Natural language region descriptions
********
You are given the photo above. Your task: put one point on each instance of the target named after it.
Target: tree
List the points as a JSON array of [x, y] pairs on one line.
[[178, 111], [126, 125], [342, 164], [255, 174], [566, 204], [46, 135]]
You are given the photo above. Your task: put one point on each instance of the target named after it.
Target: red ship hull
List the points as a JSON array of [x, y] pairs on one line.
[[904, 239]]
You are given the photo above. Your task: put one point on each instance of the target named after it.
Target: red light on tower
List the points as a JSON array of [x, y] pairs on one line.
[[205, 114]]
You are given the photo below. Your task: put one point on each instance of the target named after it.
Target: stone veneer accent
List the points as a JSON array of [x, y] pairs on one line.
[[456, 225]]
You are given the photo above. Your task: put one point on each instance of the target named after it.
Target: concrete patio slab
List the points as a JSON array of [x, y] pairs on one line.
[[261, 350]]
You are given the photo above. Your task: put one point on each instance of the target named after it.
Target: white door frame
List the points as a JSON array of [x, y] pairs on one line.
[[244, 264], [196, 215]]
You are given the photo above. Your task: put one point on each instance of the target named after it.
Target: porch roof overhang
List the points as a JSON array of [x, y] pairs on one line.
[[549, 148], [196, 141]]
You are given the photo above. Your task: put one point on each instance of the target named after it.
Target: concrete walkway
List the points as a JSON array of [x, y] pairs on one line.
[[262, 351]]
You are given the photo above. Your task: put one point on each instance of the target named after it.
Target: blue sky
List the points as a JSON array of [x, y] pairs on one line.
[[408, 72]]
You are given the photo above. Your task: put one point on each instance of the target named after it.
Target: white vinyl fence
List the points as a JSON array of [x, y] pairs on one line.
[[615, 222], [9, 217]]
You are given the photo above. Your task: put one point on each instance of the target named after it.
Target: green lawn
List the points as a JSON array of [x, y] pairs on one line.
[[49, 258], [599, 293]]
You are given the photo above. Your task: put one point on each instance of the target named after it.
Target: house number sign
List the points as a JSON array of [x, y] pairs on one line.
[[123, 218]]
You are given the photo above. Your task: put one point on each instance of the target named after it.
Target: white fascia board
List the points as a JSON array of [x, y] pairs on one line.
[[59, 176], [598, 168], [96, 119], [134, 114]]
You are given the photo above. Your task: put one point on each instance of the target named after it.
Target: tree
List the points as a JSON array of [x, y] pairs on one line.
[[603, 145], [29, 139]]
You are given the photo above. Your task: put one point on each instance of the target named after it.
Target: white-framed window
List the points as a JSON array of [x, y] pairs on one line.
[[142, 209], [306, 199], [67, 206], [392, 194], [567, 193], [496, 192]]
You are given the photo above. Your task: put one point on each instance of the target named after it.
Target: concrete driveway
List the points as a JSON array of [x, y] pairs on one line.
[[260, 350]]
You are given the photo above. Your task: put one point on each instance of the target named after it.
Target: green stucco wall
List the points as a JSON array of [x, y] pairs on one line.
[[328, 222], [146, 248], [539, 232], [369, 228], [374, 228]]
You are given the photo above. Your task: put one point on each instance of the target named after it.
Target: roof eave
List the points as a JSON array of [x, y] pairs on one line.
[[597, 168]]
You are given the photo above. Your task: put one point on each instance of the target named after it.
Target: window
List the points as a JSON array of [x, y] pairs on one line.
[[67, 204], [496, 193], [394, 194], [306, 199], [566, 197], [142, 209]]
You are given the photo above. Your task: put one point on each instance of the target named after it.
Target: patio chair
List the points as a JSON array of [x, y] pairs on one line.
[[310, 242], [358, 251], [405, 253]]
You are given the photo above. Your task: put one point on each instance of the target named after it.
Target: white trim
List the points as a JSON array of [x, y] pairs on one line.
********
_THE TASK:_ Lines after the one containing "Target: blue sky" are not wanted; repeat exactly each line above from the first up to and including it.

_FINISHED EXERCISE:_
You are given the photo above. Your task: put one point on each instance of the target named after it.
Target: tree
List the points as a JSON array of [x, y] pairs on one line.
[[178, 111], [126, 125], [342, 164], [255, 174], [566, 204], [46, 135]]
You are given the photo above. Your task: put one point on each instance of the target named after it.
Target: red ship hull
List the points as a JSON array of [x, y] pairs on one line.
[[904, 239]]
You are given the photo above. Your task: put one point on each instance of the target named after it.
Target: red light on tower
List the points as a JSON array of [x, y] pairs on one line.
[[205, 114]]
You are given the photo below. Your task: put one point on each instance of the target named after it.
Target: stone veneer accent
List the points as a JSON array of [x, y] pairs on one line.
[[456, 225]]
You are given the photo above. Your task: put one point on each instance of the target named after it.
Target: concrete patio slab
List the points as a JSON array of [x, y] pairs on one line.
[[261, 350]]
You are given the photo above. Your task: put one point on each instance of the target named after it.
Target: white door frame
List the points as a JSON array of [x, y] pairs on one line.
[[244, 264], [196, 215]]
You are given the photo above. Your task: put one point on each instance of the target named after it.
Target: porch roof overhang
List the points as a JSON array of [x, y] pairs on one line.
[[549, 148], [196, 141]]
You are given the photo above. Your task: put one point on each instance of the target named after it.
Target: concrete walkway
List the points as a JSON array of [x, y] pairs on one line.
[[262, 351]]
You are given the photo above. Your task: put one point on each instance of the target named after it.
Target: blue sky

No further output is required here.